:: Study text ::
──────
- Duet single cover

Single by James Bay

from the album Electric Light
- Released: 30 March 2018
- Genre: Pop rock; Indie rock;
- Length: 3:01
- Label: Republic
- Songwriters: James Bay; Jonathan Green;
- Producers: James Bay; Paul Epworth; Jon Green;

James Bay singles chronology
| "Pink Lemonade" (2018) | "Us" (2018) | "Just for Tonight" (2018) |

Alicia Keys singles chronology
| "Blended Family (What You Do for Love)" (2016) | "Us" (2018) | "Calma (Alicia remix)" (2019) |

= Us (James Bay song) =

"Us" is a song recorded by English singer-songwriter James Bay, from his second studio album, Electric Light (2018). The song was released by Republic Records on 30 March 2018 as the third single off the album.

==Background and release==
Bay told Entertainment Weekly: "I've been lucky enough to meet people all over the world and witness the phenomenal strength of crowds. I wrote this song to explore unity and inclusion. Looking through the lens of my own personal relationships, this song turned out to be a particularly important moment on the album for me."

The song was re-released as a duet with Alicia Keys on 22 May 2018.
──────
:: Supplied information ::
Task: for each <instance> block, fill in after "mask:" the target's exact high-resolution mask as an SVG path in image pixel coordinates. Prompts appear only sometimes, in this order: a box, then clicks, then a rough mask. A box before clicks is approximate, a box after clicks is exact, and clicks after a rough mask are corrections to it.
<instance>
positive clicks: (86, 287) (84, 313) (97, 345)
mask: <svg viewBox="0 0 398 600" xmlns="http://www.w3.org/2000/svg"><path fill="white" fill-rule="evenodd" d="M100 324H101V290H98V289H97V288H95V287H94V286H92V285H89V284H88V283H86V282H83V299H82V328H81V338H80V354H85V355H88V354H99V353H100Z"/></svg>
──────
:: Task requirements ::
**1)** In the article on the song "Us," on what date was the duet version with Alicia Keys released?
**2)** Reproduce verbatim the passage of the "Us" article between "Alicia Keys singles" and "off the album.", inclusive.
**3)** According to the "Us" article, what experience led James Bay to write the song, and what theme did he set out to explore?

:: Answers to each task ::
**1)** 22 May 2018

**2)**
Alicia Keys singles chronology
| "Blended Family (What You Do for Love)" (2016) | "Us" (2018) | "Calma (Alicia remix)" (2019) |

= Us (James Bay song) =

"Us" is a song recorded by English singer-songwriter James Bay, from his second studio album, Electric Light (2018). The song was released by Republic Records on 30 March 2018 as the third single off the album.

**3)** Bay had met people all over the world and witnessed the phenomenal strength of crowds. He wrote the song to explore unity and inclusion.